**Goal of the exercise**: In the entries that follow, find the word "above" and report each line it is on.

(Data in this exercise)

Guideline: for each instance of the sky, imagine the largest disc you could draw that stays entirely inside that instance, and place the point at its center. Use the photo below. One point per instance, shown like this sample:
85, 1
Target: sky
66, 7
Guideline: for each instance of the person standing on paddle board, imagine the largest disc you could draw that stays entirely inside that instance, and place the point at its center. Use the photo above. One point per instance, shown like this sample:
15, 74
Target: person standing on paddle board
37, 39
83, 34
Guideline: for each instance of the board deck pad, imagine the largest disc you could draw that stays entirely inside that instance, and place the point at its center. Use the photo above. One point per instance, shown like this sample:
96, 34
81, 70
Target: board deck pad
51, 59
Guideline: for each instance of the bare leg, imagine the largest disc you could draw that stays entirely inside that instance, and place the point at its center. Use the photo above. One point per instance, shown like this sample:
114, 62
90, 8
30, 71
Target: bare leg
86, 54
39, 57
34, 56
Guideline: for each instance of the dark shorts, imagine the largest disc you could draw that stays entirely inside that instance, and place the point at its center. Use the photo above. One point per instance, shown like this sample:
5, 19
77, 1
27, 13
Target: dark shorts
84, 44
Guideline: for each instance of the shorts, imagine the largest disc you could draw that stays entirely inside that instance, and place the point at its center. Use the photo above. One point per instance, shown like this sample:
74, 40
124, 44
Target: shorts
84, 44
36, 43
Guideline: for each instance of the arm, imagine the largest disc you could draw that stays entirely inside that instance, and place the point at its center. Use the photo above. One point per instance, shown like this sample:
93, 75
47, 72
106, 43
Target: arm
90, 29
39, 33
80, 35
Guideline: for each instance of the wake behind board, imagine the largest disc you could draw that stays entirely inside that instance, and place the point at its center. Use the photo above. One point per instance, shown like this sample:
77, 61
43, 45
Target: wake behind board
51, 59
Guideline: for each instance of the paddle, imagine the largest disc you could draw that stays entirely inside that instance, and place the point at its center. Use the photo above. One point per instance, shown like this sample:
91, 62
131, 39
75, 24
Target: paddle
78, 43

(End Data in this exercise)

**Your response**:
Guideline: for each instance of the person standing on paddle board, imagine the largest disc you could draw that stays entirely inside that instance, and place the point at its center. Use the photo above. One point per instance, shown like this sample:
Guideline: for each instance of the board deck pad, imagine the largest disc you could draw that stays entirely inside that instance, and place the point at its center. Use the photo above. One point per instance, shown like this sample:
Guideline: for each instance of the bare leg, imagine the largest disc you could draw that stays entirely inside that instance, and place the point at its center. Use the photo above. One point per instance, shown like this sample:
Guideline: for each instance of the dark shorts, imagine the largest disc you could draw that stays entirely inside that instance, and place the point at its center. Use the photo above. One point per instance, shown like this sample:
Guideline: for each instance of the shorts, imagine the largest disc you could draw that stays entirely inside that instance, and place the point at its center. Use the photo above. One point per instance, shown like this sample:
Guideline: for each instance of the arm, imagine the largest disc you could draw that stays entirely inside that instance, and place the point at its center. Use the photo above. One point per instance, shown like this sample:
Guideline: for each instance of the wake behind board, imagine the largest disc you could draw that stays entirely inside that instance, and place the point at its center. Use the photo above. One point per instance, shown like this sample:
Guideline: for each instance of the paddle, imagine the largest disc you could draw that stays entirely inside that instance, and place the point at its center. Use the photo above. One point per instance, shown like this sample:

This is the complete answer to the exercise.